Task directions ▸
Return all the entries exactly, keeping pictures out.

>> start Entries

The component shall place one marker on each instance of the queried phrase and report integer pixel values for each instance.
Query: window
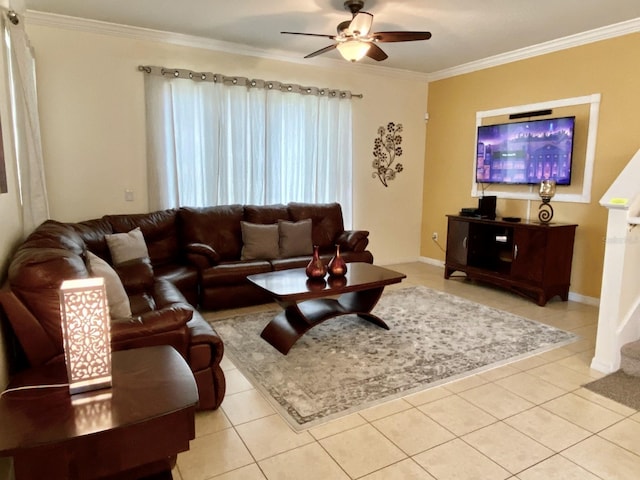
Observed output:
(217, 143)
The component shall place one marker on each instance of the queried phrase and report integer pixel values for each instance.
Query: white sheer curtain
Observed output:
(25, 125)
(216, 144)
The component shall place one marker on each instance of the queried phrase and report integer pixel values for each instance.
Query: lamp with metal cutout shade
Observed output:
(86, 334)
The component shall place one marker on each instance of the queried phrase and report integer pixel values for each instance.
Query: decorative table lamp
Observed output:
(86, 334)
(547, 191)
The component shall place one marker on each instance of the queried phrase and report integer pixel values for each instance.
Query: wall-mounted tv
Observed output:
(525, 152)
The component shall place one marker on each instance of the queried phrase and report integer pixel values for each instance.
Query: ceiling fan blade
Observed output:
(332, 37)
(360, 24)
(376, 53)
(401, 36)
(321, 51)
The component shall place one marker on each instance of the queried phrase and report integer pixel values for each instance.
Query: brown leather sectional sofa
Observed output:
(195, 259)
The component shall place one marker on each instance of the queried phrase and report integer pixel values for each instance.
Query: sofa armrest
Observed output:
(202, 255)
(353, 240)
(151, 323)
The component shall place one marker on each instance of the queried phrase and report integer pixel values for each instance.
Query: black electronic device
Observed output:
(487, 207)
(469, 212)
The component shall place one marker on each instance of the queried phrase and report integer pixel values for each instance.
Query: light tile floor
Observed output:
(528, 420)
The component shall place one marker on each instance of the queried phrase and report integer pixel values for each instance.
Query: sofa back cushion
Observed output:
(159, 230)
(266, 214)
(93, 234)
(35, 276)
(218, 227)
(53, 234)
(326, 219)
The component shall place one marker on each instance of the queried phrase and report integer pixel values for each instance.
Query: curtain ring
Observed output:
(13, 17)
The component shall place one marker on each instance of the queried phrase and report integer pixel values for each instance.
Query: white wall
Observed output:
(93, 127)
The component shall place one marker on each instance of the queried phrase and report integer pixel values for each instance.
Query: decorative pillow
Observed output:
(127, 246)
(295, 238)
(259, 241)
(117, 298)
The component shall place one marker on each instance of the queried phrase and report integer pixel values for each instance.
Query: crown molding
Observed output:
(139, 33)
(603, 33)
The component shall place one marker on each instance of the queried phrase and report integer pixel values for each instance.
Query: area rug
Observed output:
(618, 386)
(346, 364)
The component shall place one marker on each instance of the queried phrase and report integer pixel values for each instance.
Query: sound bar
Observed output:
(537, 113)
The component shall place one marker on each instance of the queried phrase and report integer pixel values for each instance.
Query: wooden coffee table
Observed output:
(306, 303)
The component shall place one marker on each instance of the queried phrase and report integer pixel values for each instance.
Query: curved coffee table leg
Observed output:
(298, 318)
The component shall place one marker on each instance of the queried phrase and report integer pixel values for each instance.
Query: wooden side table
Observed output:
(135, 429)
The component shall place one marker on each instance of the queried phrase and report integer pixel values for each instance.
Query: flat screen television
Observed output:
(525, 152)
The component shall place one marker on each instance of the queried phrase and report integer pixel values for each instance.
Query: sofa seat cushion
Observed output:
(206, 346)
(230, 273)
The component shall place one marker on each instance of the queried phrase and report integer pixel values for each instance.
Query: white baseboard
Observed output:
(603, 367)
(574, 297)
(432, 261)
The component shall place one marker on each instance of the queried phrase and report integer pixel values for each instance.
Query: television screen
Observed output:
(525, 152)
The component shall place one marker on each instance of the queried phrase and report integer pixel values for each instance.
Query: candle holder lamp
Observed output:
(547, 191)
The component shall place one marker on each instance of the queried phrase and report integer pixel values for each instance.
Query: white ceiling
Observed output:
(463, 30)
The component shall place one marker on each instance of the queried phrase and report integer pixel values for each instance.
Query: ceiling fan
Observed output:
(355, 40)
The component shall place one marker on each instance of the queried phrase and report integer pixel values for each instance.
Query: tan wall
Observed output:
(93, 127)
(608, 67)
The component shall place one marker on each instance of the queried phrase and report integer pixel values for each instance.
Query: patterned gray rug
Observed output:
(347, 364)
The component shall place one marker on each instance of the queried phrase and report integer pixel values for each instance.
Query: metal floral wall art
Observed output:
(386, 148)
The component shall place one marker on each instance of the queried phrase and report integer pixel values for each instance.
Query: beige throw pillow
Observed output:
(259, 241)
(127, 246)
(295, 238)
(119, 306)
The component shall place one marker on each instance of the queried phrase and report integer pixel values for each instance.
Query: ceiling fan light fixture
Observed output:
(353, 50)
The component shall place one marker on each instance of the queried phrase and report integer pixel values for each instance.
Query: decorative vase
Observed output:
(316, 267)
(337, 265)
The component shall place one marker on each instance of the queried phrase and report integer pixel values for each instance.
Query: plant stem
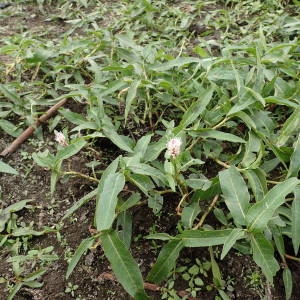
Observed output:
(213, 203)
(81, 175)
(221, 123)
(292, 257)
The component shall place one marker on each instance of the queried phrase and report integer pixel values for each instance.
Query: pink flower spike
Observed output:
(60, 138)
(173, 147)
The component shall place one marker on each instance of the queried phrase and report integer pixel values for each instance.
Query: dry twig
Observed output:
(29, 131)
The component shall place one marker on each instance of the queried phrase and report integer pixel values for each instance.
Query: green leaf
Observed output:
(235, 235)
(288, 283)
(125, 222)
(144, 183)
(253, 151)
(123, 142)
(236, 194)
(5, 168)
(146, 169)
(199, 238)
(219, 135)
(14, 290)
(189, 214)
(159, 236)
(177, 62)
(142, 146)
(10, 94)
(10, 128)
(70, 150)
(263, 255)
(155, 202)
(79, 203)
(291, 125)
(130, 202)
(295, 224)
(260, 213)
(258, 182)
(123, 265)
(131, 94)
(196, 109)
(166, 261)
(295, 160)
(107, 200)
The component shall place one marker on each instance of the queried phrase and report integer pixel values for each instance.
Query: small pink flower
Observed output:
(173, 147)
(60, 138)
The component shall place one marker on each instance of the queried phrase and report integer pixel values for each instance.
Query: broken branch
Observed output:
(29, 131)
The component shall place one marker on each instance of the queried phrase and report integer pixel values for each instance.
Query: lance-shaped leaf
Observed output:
(107, 200)
(260, 213)
(84, 245)
(196, 109)
(235, 235)
(236, 194)
(199, 238)
(263, 255)
(123, 265)
(288, 283)
(5, 168)
(70, 150)
(190, 213)
(218, 135)
(166, 261)
(295, 160)
(289, 127)
(258, 182)
(131, 96)
(296, 220)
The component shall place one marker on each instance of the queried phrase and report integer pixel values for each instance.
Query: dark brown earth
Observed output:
(33, 183)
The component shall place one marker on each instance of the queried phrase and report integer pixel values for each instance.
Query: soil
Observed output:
(47, 210)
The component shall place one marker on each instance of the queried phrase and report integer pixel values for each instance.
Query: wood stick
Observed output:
(148, 286)
(29, 131)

>> end Entries

Solution ▸
The component shall place one marker on each instance of the queried phrase and report integer pixel values for each instance.
Query: window
Observed output:
(217, 143)
The component shall place one marker on each instance of the queried phrase and report integer pixel values for each instance.
Query: white sheer curtain
Observed output:
(25, 125)
(216, 144)
The component shall place one marker on each instance of the queried phrase and report integer pixel values for each instance.
Query: lamp with metal cutout shade
Observed output:
(86, 334)
The component shall place one marker on each instance of the queried phrase and report integer pixel values for each instance.
Query: decorative table lamp
Observed output:
(86, 334)
(547, 191)
The component shall place one marker on each instance of the queried phrase and report integer pixel values for each instance.
Query: wall-mounted tv
Observed output:
(525, 152)
The component shall place one marker on each instance of the queried phrase and report integer pixel values for each instance.
Query: ceiling fan blade
Observed output:
(332, 37)
(360, 24)
(376, 53)
(401, 36)
(321, 51)
The component shall place one marker on each instance of the queried phrase and report integer pixel values for each instance.
Query: brown leather sectional sofa
Observed output:
(195, 259)
The component shall place one marker on each instance of the queried phrase and report integer pixel values for each instance.
Query: sofa armrest
Observed output:
(202, 255)
(353, 240)
(151, 323)
The component shall place one marker on each instance of the queried phrase and report integer pixel values for each instance.
Query: black electronic device
Observed output:
(487, 207)
(469, 212)
The component shall place one marker on each instance of the queried phrase and report integer pixel values for each instance.
Query: light tile floor
Observed output:
(528, 420)
The component shall place one marker on each instance of the queried phrase and report integer pixel values for each instance.
Query: sofa back cushion
Observed output:
(159, 230)
(266, 214)
(93, 234)
(35, 276)
(218, 227)
(53, 234)
(326, 219)
The component shall place one marker on each instance of the queried phrase and report integer pixel values for each instance.
Query: curtain ring
Observed output:
(13, 17)
The component shall place one marker on each instance of the queried phrase and report integer pixel values for each instance.
Query: white wall
Observed output:
(93, 127)
The component shall place one marker on each instance of the queried phrase and report integer pixel values for each instance.
Query: decorative pillow
Observed output:
(127, 246)
(295, 238)
(259, 241)
(117, 298)
The component shall place one marker on each instance of the queried phrase and report integer pixel values for each instance.
Query: crown molding
Observed output:
(139, 33)
(603, 33)
The component shall place one marker on each instance of the queried phrase and report integer pixel values for each instance.
Query: area rug
Observed output:
(618, 386)
(346, 364)
The component shall place one marker on each instance of the queried phrase and report integer pixel values for each instance.
Query: sound bar
Observed output:
(537, 113)
The component shall place one marker on each instance of the queried phrase and report integer pixel values for each instance.
Query: wooden coffee table
Observed output:
(306, 303)
The component shall place one marker on each instance of the queried phrase and report integer pixel values for each instance.
Query: curved coffee table leg
Observed output:
(298, 318)
The component shall place one marker on each instance of the queried phrase and report integer pixel values for each instance.
Query: wooden side table
Observed output:
(135, 429)
The component shall place one marker on each instance of the queried phrase and report integer pixel values for each instance.
Query: flat screen television
Observed output:
(525, 152)
The component shall place one marker on each instance of the queried phrase and report integer pixel values for each instance.
Query: sofa seat cushion
Observed output:
(206, 346)
(230, 273)
The component shall place one marker on each instance of the queried phrase and report integer pixel values for each instance.
Query: white baseboard
Observed output:
(603, 367)
(574, 297)
(432, 261)
The component shall place one marker on each instance of the queried phrase and report integer pixel values for each instance.
Query: television screen
Observed output:
(525, 152)
The component shall place one marker on each instance of the queried phrase and report integer pixel values for each instance.
Query: candle holder lamp
Observed output:
(547, 191)
The component shall place one marker on each instance of the queried phrase and report integer pixel values for each instance.
Query: white ceiling
Observed output:
(463, 30)
The component shall place one marker on each instance of the queried phrase and report integer pixel values for each instance.
Query: ceiling fan
Observed output:
(355, 40)
The component shall place one marker on each instance of the queried phrase and report integer pixel values for each instance.
Query: tan wall
Observed output:
(93, 127)
(608, 67)
The component shall place one marker on each instance of the queried phrase and report integer pixel values for each instance.
Query: patterned gray rug
Observed output:
(347, 364)
The component shall place one marker on each instance of the queried phrase and report integer pixel values for each instance.
Query: metal floral wall art
Observed output:
(386, 148)
The component shall place one marker on each instance of the queried phrase and report integer pixel values for each instance.
Query: beige throw pillow
Observed output:
(259, 241)
(127, 246)
(295, 238)
(119, 306)
The component shall place one marker on each instance of the queried phrase and report integer pixel values for each instance.
Query: ceiling fan light fixture
Observed output:
(353, 50)
The component shall place one marker on each instance of the queried phrase and report integer pixel values for each instance.
Query: decorative vase
Observed output:
(316, 267)
(337, 265)
The component shall place one marker on each instance of the queried phrase and report integer pixel values for each instance.
Query: plant stem
Observed output:
(213, 203)
(81, 175)
(221, 123)
(292, 257)
The component shall place one marker on each instance of the queried phrase and report integer pixel values for each instance.
Query: pink flower spike
Observed output:
(60, 138)
(173, 147)
The component shall place one marker on each instance of the queried phrase and report integer pixel values for each instance.
Query: dry twig
Observed output:
(29, 131)
The component shall place one marker on each instance of the queried phrase and report integer pixel values for each instance.
Query: green leaf
Observed output:
(235, 235)
(288, 283)
(125, 222)
(144, 183)
(253, 151)
(123, 142)
(236, 194)
(5, 168)
(146, 169)
(199, 238)
(219, 135)
(14, 290)
(189, 214)
(159, 236)
(177, 62)
(142, 146)
(10, 94)
(10, 128)
(70, 150)
(263, 255)
(155, 202)
(79, 203)
(291, 125)
(130, 202)
(295, 224)
(260, 213)
(258, 182)
(123, 265)
(131, 94)
(196, 109)
(166, 261)
(295, 160)
(107, 200)
The component shall place one marker on each instance of the queried phrase and report integer pixel values for each instance.
Query: small pink flower
Observed output:
(173, 147)
(60, 138)
The component shall place one marker on each instance of the queried phrase and report integer pixel values for each instance.
Query: broken branch
Observed output:
(29, 131)
The component shall place one marker on each instance of the queried phrase and report integer pixel values for each instance.
Query: lance-shaped leaf
Observed output:
(107, 200)
(260, 213)
(84, 245)
(196, 109)
(235, 235)
(236, 194)
(199, 238)
(263, 255)
(123, 265)
(288, 283)
(5, 168)
(70, 150)
(190, 213)
(218, 135)
(166, 261)
(295, 160)
(289, 127)
(258, 182)
(131, 96)
(296, 220)
The component shall place one marker on each instance of the queried phrase and report integer pixel values for each instance.
Query: dark brown earth
Observed output:
(33, 183)
The component shall place one marker on each instance of the queried phrase and report integer pixel values for each instance.
Query: soil
Observed output:
(47, 210)
The component shall place one marker on each instance of the queried phrase and report integer pixel values for each instance.
Query: wood stick
Observed output:
(148, 286)
(29, 131)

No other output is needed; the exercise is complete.